*SUPPLIED DATA*:
>>

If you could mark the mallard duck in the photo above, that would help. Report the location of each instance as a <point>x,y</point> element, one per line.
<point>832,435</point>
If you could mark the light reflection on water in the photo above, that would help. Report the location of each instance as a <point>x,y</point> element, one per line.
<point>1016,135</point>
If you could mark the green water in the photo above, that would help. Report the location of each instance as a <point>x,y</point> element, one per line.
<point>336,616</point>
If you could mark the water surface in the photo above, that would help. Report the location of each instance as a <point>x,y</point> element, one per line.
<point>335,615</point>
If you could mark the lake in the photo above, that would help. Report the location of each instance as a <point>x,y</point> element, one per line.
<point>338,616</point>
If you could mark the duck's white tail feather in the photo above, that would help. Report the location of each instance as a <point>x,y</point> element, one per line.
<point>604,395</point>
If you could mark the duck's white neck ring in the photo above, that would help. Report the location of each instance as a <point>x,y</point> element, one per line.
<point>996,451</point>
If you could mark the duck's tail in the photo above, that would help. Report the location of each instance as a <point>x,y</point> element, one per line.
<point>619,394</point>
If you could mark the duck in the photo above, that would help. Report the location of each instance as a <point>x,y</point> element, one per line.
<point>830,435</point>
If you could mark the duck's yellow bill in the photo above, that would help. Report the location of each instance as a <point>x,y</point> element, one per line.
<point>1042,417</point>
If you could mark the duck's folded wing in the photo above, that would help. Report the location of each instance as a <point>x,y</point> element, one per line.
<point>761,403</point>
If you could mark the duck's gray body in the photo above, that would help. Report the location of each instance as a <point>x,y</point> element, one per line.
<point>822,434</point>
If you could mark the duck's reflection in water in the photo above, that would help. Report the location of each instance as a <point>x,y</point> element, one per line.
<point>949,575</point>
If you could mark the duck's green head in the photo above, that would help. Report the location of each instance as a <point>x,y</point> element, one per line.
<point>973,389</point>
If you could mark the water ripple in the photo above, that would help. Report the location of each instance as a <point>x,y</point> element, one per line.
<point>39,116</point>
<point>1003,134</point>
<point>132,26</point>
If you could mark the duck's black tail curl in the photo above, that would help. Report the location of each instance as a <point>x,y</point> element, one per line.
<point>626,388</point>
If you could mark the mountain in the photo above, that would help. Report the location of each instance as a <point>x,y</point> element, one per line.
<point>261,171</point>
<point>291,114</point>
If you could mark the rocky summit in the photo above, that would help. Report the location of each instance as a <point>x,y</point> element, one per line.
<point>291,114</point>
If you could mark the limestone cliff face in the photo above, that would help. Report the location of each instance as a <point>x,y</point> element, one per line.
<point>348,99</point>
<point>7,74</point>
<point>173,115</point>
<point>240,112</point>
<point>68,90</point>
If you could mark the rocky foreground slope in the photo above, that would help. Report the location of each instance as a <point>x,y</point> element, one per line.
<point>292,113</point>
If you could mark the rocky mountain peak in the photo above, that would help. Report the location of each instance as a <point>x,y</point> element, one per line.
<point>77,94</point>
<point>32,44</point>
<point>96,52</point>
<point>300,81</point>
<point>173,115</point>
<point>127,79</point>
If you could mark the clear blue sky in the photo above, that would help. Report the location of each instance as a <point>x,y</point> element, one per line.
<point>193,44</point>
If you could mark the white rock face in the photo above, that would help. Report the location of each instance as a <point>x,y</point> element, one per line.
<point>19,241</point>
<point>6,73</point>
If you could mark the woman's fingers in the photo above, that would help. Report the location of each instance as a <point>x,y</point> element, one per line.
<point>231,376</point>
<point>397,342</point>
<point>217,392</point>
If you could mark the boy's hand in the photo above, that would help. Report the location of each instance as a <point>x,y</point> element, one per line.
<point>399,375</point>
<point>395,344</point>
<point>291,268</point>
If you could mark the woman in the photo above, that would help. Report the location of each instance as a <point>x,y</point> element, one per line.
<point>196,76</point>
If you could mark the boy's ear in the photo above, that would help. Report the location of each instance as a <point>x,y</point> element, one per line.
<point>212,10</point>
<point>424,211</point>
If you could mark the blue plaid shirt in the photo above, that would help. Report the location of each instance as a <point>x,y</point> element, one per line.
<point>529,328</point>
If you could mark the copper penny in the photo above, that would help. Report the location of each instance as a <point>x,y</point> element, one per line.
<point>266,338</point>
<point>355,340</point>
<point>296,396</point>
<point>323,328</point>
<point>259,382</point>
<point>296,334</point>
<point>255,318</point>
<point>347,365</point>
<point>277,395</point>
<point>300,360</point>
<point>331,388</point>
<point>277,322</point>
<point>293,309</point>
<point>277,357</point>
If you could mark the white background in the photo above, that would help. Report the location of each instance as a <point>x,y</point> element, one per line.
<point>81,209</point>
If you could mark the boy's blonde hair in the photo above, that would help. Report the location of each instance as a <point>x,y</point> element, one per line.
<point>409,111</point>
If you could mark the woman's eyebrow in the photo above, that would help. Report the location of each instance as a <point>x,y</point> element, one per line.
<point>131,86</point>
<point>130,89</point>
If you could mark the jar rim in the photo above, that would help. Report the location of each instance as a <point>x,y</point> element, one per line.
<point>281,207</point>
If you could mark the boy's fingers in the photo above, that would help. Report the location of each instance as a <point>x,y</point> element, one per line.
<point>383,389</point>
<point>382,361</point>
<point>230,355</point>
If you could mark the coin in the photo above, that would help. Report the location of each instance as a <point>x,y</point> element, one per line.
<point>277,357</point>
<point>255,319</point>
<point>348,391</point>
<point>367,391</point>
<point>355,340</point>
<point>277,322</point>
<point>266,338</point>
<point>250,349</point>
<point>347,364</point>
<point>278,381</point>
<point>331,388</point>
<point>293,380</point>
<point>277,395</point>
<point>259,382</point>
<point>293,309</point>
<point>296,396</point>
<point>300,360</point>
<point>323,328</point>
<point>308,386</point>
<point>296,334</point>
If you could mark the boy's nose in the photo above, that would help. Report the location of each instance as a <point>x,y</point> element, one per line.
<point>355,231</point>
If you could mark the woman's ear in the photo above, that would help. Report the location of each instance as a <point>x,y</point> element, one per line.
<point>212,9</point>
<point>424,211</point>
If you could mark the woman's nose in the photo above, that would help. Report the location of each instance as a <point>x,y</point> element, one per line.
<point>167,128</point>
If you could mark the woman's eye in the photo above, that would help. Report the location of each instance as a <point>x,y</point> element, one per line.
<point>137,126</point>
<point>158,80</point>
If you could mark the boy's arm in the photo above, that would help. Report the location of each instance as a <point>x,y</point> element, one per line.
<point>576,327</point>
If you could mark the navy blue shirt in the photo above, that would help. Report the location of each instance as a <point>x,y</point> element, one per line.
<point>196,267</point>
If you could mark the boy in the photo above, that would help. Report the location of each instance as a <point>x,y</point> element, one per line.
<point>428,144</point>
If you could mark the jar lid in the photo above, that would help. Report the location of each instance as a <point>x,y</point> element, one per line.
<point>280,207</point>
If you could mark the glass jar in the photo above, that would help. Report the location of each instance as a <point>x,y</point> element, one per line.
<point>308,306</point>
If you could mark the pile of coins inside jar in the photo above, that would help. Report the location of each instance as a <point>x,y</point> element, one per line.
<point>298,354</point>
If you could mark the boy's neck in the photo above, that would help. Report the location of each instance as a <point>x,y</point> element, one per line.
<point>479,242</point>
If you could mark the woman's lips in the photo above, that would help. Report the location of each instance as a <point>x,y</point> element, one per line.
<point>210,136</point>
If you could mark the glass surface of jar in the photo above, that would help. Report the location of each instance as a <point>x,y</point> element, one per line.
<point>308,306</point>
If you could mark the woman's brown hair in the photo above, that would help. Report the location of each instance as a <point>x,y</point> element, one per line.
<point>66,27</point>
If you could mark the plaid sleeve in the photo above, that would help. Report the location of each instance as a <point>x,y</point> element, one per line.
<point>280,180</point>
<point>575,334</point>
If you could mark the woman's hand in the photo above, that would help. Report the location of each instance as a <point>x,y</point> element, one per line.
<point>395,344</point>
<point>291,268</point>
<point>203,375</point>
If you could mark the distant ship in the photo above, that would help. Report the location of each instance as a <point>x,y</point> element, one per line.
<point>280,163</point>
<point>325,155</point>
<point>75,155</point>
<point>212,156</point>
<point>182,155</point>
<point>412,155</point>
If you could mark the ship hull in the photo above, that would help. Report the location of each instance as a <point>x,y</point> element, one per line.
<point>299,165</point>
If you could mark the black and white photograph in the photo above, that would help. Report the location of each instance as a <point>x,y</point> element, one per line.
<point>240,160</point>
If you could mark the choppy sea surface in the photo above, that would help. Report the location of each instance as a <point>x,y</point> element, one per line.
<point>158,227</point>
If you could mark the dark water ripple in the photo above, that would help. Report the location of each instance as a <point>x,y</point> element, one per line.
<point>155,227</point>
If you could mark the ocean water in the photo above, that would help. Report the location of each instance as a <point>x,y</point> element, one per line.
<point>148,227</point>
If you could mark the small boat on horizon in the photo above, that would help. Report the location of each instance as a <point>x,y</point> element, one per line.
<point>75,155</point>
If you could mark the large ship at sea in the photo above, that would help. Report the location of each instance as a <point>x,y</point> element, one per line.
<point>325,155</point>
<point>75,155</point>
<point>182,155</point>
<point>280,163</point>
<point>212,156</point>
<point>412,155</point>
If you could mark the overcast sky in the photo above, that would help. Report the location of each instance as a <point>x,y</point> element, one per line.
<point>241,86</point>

<<

*SET EXERCISE*:
Repeat the rows from the one containing "If you could mark the boy's neck" through the one containing "<point>240,160</point>", swapping "plaid" for "checkered" and leaving everything else unchanged.

*RESPONSE*:
If you could mark the boy's neck in the photo above, that would help. Report the location of each instance as a <point>x,y</point> element, one per line.
<point>479,242</point>
If you could mark the woman's lips in the photo above, that would help. Report the location of each instance as a <point>x,y</point> element, one per line.
<point>210,136</point>
If you could mark the glass surface of jar in the photo above, that would help. Report the location of each instance as a <point>x,y</point> element, one per line.
<point>308,306</point>
If you could mark the woman's brown hair in the photo above, that would help. Report the location of each instance as a <point>x,y</point> element, one per line.
<point>66,27</point>
If you could mark the checkered sleeve in the photo above, that would help. Report the location of each instance as a <point>x,y</point> element, one per line.
<point>280,180</point>
<point>575,334</point>
If you could mark the woman's hand in the photo above, that would help. Report the location of each instance as a <point>x,y</point> element, one per line.
<point>395,344</point>
<point>291,268</point>
<point>203,375</point>
If you could mark the distant ship in the photo above, that would help. Report the location of each instance as a <point>x,y</point> element, one per line.
<point>280,163</point>
<point>325,155</point>
<point>75,155</point>
<point>212,156</point>
<point>182,155</point>
<point>412,155</point>
If you could mark the ship hull in the photo above, that would help. Report the location of each instance as a <point>x,y</point> element, one per line.
<point>299,165</point>
If you could mark the black and white photograph in the photo above, that would help. Report the location of each instance as a <point>x,y</point> element, one per line.
<point>240,160</point>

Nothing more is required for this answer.